**SOURCE PASSAGE**

/---

[svn.haxx.se] · SVN Dev · SVN Users · SVN Org · TSVN Dev · TSVN Users · Subclipse Dev · Subclipse Users · this month's index

[PATCH] Revised text delta applicator patch

From: Greg Hudson <ghudson_at_mit.edu>
Date: 2000-09-19 18:54:57 CEST

Here is a revised patch based on Branko's feedback and a CVS update.

Index: include/svn_delta.h
===================================================================
RCS file: /cvs/subversion/subversion/include/svn_delta.h,v
retrieving revision 1.95
diff -u -r1.95 svn_delta.h
--- include/svn_delta.h 2000/09/18 17:30:00 1.95
+++ include/svn_delta.h 2000/09/19 16:01:07
@@ -91,24 +91,31 @@
 
 
 /* An `svn_txdelta_window_t' object describes how to reconstruct a
- contiguous section of the target string. It contains a series of
- instructions which assemble the new target string text by pulling
- together substrings from:
- - the source file,
- - the target file text so far, and
- - a string of new data (accessible to this window only). */
+ contiguous section of the target string (the "target view") using a
+ specified contiguous region of the source string (the "source
+ view"). It contains a series of instructions which assemble the
+ new target string text by pulling together substrings from:
+ - the source view,
+ - the previously constructed portion of the target view,
+ - a string of new data contained within the window structure
+
+ The source view must always slide forward from one window to the
+ next; that is, neither the beginning nor the end of the source view
+ may move to the left as we read from a window stream. This
+ property allows us to apply deltas to non-seekable source streams
+ without making a full copy of the source stream. */
 
 /* A single text delta instruction. */
 typedef struct svn_txdelta_op_t {
   enum {
- /* Append the LEN bytes at OFFSET in the source string to the
+ /* Append the LEN bytes at OFFSET in the source view to the
        target. It must be the case that 0 <= OFFSET < OFFSET + LEN <=
- size of source string. */
+ size of source view. */
     svn_txdelta_source,
 
- /* Append the LEN bytes at OFFSET in the target file, to the
- target. It must be the case that 0 <= OFFSET < current size of
- the target string.

\---

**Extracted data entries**
/---

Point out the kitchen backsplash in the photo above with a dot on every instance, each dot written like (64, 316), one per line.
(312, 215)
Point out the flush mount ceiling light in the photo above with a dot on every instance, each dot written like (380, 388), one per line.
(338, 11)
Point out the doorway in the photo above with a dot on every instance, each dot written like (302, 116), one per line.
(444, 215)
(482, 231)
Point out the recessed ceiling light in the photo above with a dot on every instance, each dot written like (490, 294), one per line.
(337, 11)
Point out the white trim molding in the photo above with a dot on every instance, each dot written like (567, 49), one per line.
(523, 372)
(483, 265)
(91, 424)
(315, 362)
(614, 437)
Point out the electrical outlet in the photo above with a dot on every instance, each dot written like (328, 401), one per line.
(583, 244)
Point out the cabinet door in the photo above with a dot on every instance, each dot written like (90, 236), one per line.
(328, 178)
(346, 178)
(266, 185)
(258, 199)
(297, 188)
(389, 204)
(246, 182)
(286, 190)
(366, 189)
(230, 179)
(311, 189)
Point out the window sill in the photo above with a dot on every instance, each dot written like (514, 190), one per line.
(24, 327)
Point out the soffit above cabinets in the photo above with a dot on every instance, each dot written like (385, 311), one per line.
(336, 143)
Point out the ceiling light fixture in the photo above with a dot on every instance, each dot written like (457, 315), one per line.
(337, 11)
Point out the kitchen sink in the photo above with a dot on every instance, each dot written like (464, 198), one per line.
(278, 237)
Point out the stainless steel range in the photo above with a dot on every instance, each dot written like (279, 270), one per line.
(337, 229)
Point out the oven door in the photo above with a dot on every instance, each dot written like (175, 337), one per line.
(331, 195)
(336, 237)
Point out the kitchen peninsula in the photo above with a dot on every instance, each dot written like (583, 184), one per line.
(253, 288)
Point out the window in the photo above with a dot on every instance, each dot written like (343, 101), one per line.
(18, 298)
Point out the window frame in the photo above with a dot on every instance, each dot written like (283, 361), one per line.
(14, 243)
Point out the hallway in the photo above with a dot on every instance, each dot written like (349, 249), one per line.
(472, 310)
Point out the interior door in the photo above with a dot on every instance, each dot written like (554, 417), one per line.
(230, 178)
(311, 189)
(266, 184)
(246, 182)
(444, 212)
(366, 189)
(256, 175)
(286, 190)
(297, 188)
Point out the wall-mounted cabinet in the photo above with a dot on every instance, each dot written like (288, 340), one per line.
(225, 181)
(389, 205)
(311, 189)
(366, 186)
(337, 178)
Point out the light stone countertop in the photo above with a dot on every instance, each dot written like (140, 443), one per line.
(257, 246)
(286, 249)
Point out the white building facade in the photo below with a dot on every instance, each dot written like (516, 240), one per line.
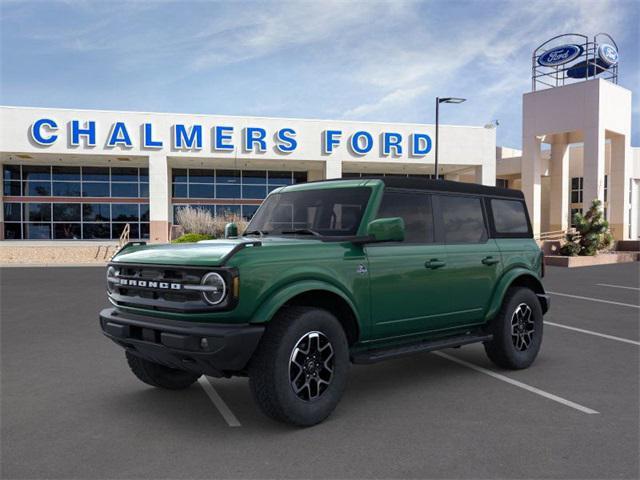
(85, 174)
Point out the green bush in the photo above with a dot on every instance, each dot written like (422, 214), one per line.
(591, 235)
(192, 238)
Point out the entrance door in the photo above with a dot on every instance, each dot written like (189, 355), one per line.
(408, 279)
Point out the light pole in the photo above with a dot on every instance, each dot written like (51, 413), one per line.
(438, 102)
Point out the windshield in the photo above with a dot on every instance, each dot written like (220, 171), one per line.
(325, 212)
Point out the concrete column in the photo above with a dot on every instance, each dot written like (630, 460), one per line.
(531, 181)
(159, 198)
(593, 166)
(559, 191)
(332, 168)
(315, 175)
(1, 210)
(618, 191)
(486, 174)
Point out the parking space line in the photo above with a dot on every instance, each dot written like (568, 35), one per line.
(518, 384)
(595, 299)
(617, 286)
(222, 407)
(610, 337)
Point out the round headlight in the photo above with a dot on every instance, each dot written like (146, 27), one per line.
(111, 274)
(215, 290)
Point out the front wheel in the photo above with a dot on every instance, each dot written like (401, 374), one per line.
(517, 330)
(299, 370)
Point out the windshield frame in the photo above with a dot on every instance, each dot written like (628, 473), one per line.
(305, 228)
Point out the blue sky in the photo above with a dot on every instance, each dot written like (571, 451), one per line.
(367, 60)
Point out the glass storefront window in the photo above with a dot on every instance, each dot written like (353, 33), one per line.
(12, 212)
(66, 173)
(66, 189)
(37, 189)
(37, 231)
(66, 212)
(96, 231)
(95, 174)
(228, 176)
(119, 174)
(227, 191)
(12, 188)
(36, 172)
(95, 189)
(13, 231)
(96, 212)
(69, 231)
(197, 190)
(124, 190)
(254, 177)
(253, 192)
(37, 212)
(124, 212)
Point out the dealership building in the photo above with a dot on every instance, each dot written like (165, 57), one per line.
(85, 174)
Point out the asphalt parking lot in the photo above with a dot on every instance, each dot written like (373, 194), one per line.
(72, 409)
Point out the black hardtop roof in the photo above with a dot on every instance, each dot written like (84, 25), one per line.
(447, 186)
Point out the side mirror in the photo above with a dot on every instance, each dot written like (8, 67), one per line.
(386, 230)
(230, 230)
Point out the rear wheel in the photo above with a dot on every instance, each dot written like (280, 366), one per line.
(299, 370)
(158, 375)
(517, 330)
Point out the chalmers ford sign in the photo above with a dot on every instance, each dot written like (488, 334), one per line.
(45, 132)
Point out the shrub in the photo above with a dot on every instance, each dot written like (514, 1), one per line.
(199, 220)
(192, 238)
(591, 235)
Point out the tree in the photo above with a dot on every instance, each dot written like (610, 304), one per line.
(591, 235)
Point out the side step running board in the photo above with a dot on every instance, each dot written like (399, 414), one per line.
(378, 355)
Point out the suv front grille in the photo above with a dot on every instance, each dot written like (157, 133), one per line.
(159, 287)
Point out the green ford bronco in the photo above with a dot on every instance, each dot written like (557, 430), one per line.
(327, 274)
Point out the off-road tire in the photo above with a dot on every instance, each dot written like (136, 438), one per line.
(158, 375)
(269, 368)
(501, 349)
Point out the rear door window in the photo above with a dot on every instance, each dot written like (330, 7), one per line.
(509, 216)
(414, 209)
(462, 219)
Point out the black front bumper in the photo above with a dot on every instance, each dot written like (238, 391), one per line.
(545, 302)
(213, 349)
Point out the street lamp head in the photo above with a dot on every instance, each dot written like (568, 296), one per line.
(451, 100)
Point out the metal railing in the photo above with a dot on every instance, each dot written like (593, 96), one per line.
(554, 235)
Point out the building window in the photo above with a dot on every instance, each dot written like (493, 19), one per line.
(398, 175)
(573, 212)
(64, 214)
(209, 188)
(576, 189)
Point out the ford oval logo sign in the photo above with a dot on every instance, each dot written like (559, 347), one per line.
(560, 55)
(608, 54)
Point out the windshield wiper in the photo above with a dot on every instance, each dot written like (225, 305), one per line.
(302, 231)
(262, 233)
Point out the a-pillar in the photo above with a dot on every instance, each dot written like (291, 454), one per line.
(159, 198)
(559, 211)
(618, 188)
(531, 179)
(332, 169)
(593, 167)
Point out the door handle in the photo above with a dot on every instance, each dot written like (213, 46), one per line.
(434, 263)
(490, 260)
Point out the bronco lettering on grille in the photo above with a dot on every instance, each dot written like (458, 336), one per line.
(149, 284)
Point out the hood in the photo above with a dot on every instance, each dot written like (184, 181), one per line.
(206, 253)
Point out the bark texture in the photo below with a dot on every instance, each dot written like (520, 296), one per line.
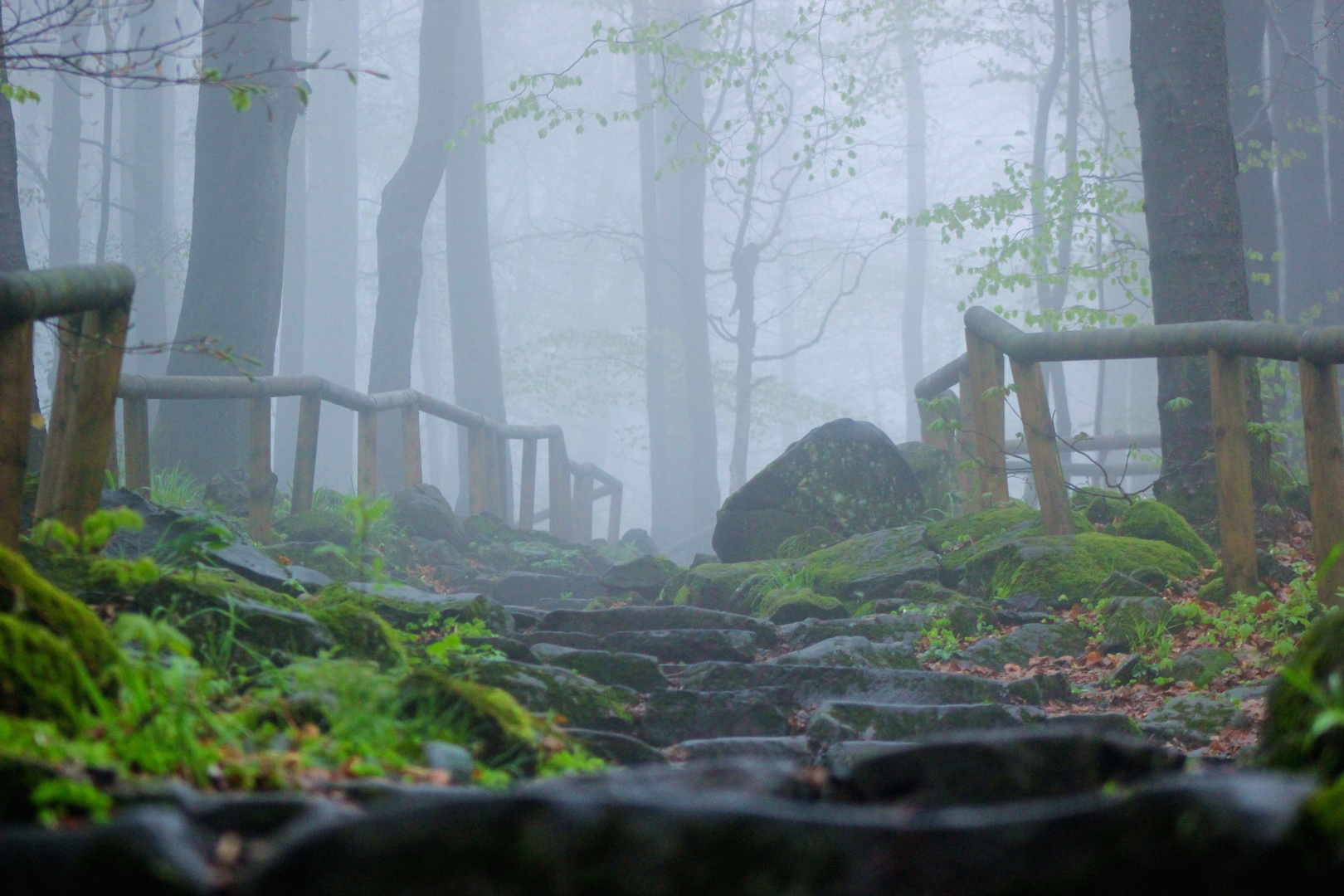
(236, 261)
(1179, 63)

\---

**INSTRUCTION**
Render into German this sentence from the patch message above: "Here is a revised patch based on Branko's feedback and a CVS update."

**COMPLETED EXERCISE**
Hier ist ein überarbeiteter Patch auf Grundlage von Brankos Feedback und einem CVS-Update.